What is required: Please give the records below again, switching every "outline" to "trace" and leaving everything else unchanged.

Data in this exercise:
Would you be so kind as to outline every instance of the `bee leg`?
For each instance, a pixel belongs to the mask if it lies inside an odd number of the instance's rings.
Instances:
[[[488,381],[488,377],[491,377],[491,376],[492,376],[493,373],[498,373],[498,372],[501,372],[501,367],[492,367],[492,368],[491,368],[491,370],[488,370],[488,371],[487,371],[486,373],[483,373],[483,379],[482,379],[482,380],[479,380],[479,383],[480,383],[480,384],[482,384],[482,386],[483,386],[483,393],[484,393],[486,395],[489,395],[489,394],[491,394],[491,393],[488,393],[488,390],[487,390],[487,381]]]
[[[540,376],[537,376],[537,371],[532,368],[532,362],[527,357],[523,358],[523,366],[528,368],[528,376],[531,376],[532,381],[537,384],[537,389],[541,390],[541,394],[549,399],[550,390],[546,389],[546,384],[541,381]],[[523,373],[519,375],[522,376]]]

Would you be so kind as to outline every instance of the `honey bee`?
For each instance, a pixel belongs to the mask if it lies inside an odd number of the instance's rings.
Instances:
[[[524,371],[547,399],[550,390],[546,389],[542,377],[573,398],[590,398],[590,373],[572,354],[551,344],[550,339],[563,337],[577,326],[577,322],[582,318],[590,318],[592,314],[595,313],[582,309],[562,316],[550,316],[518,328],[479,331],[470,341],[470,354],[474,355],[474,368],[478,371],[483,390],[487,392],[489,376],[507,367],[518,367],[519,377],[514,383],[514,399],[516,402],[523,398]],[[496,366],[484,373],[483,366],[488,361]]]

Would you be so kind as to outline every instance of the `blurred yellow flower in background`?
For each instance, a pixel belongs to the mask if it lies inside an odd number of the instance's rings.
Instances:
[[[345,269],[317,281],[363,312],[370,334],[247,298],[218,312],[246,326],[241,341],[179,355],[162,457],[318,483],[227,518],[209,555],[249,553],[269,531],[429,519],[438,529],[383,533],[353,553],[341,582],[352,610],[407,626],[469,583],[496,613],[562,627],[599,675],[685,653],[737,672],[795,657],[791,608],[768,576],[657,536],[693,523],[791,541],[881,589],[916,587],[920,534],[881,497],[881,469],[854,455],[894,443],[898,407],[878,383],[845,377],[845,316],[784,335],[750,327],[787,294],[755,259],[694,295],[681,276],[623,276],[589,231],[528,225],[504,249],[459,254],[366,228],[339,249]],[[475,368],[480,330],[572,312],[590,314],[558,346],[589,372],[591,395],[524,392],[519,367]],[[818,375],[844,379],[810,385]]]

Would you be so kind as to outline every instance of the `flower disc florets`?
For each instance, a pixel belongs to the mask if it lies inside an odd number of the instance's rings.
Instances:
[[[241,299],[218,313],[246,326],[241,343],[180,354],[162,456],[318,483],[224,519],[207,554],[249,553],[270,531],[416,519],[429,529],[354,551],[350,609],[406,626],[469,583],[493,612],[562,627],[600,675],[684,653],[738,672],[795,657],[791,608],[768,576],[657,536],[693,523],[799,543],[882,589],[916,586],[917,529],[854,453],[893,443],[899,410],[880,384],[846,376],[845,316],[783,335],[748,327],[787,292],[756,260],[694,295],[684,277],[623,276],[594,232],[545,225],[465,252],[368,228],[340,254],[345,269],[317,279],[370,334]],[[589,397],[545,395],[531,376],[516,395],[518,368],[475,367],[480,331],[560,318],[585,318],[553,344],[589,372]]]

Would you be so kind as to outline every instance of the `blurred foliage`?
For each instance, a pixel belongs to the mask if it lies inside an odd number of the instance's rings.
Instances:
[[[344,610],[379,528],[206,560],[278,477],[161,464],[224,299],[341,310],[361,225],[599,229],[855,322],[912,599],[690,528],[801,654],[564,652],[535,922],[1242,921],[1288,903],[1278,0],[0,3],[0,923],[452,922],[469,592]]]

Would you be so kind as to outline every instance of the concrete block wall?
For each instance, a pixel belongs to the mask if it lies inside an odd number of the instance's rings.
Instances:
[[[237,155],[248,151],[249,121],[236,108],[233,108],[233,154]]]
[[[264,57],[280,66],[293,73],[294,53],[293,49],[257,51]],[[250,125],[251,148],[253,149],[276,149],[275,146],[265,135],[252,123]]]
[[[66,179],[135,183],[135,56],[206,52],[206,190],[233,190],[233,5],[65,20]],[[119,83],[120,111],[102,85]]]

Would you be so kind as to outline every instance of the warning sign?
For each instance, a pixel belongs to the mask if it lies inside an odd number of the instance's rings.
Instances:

Answer to this problem:
Would you be so kind as to trace every instance of the `bee leg`?
For each instance, a pixel belongs to the mask if it lies inside an odd number of the instance's rings.
Instances:
[[[488,381],[488,377],[491,377],[491,376],[492,376],[493,373],[498,373],[498,372],[501,372],[501,367],[492,367],[492,368],[491,368],[491,370],[488,370],[488,371],[487,371],[486,373],[483,373],[483,379],[482,379],[482,380],[479,380],[479,383],[480,383],[480,384],[482,384],[482,386],[483,386],[483,393],[484,393],[486,395],[489,395],[489,394],[491,394],[491,393],[488,393],[488,390],[487,390],[487,381]]]
[[[540,376],[537,376],[537,371],[532,368],[532,362],[527,357],[523,358],[523,366],[528,368],[528,376],[531,376],[532,381],[537,384],[537,389],[541,390],[541,394],[549,399],[550,390],[546,389],[546,384],[541,381]],[[523,373],[519,375],[522,376]]]

Would you be so kind as to trace every instance of the `honey bee`?
For each instance, a pixel belongs to the mask if it lies inside an odd number of the instance's rings.
Instances:
[[[524,371],[547,399],[550,390],[546,389],[542,377],[573,398],[590,398],[590,373],[572,354],[551,344],[550,339],[563,337],[577,326],[577,322],[582,318],[590,318],[592,314],[595,313],[582,309],[562,316],[550,316],[518,328],[479,331],[470,341],[470,354],[474,355],[474,368],[478,371],[483,390],[487,392],[489,376],[507,367],[518,367],[519,377],[514,383],[514,399],[516,402],[523,398]],[[496,366],[484,373],[483,366],[488,361]]]

Would you be so kind as to trace every instance of the `blurred yellow flower in background`?
For each instance, a pixel belongs to the mask if it lies inside an odd number of the instance's rings.
Instances:
[[[345,269],[317,281],[363,312],[370,334],[247,298],[218,312],[246,326],[241,341],[179,355],[162,457],[318,483],[227,518],[209,555],[249,553],[269,531],[429,519],[438,529],[383,533],[353,553],[341,582],[352,610],[407,626],[469,583],[496,613],[562,627],[599,675],[685,653],[737,672],[795,657],[791,608],[768,576],[657,536],[693,523],[791,541],[881,589],[916,587],[920,534],[881,497],[881,469],[854,455],[894,443],[898,407],[878,383],[845,377],[845,316],[784,335],[750,327],[787,294],[755,259],[694,295],[681,276],[623,276],[589,231],[528,225],[504,249],[459,254],[366,228],[339,249]],[[475,368],[480,330],[572,312],[590,314],[558,346],[589,372],[591,395],[524,392],[519,367]],[[818,375],[844,379],[810,385]]]

Would you be so kind as to trace every instance of the `flower disc florets`?
For each instance, a pixel belongs to the mask if it lies inside an odd number of the instance's rings.
Instances:
[[[241,299],[218,313],[246,326],[241,343],[180,354],[162,456],[318,483],[224,519],[207,554],[249,553],[270,531],[416,519],[429,529],[354,551],[350,609],[406,626],[469,583],[493,612],[562,627],[600,675],[684,653],[738,672],[795,657],[791,608],[768,576],[657,536],[693,523],[799,543],[882,589],[916,586],[917,529],[854,453],[893,443],[899,410],[880,384],[846,376],[845,316],[783,335],[748,327],[787,292],[756,260],[694,295],[684,277],[623,276],[594,232],[545,225],[465,252],[368,228],[340,254],[345,269],[317,279],[370,334]],[[589,397],[545,395],[531,376],[516,395],[518,368],[475,367],[480,331],[560,318],[585,318],[553,344],[589,372]]]

Would you be so kind as to trace every instance of the `blurred foliage`?
For each instance, a pixel belongs to the mask if it lies inside an odd number of the instance's rings.
Instances:
[[[344,610],[379,528],[206,560],[278,477],[161,464],[224,299],[341,310],[361,225],[599,229],[855,322],[912,599],[690,528],[801,654],[564,652],[535,922],[1242,921],[1288,903],[1278,0],[0,3],[0,923],[452,922],[469,592]]]

Would you be so kind as to trace every instance of the concrete block wall?
For each instance, a pixel belongs to the mask if it lies inside an odd number of the instance's rings.
Instances:
[[[237,155],[248,151],[249,121],[236,108],[233,108],[233,154]]]
[[[264,57],[280,66],[293,73],[294,53],[293,49],[257,51]],[[250,125],[251,148],[253,149],[276,149],[275,146],[265,135],[252,123]]]
[[[66,179],[135,183],[135,56],[206,52],[206,190],[233,190],[233,5],[65,20]],[[119,83],[120,111],[102,85]]]

Would you be so kind as to trace every instance of the warning sign?
For each instance, a pixel belongs to the mask if it lies inside an odd number of the instance's rings.
Instances:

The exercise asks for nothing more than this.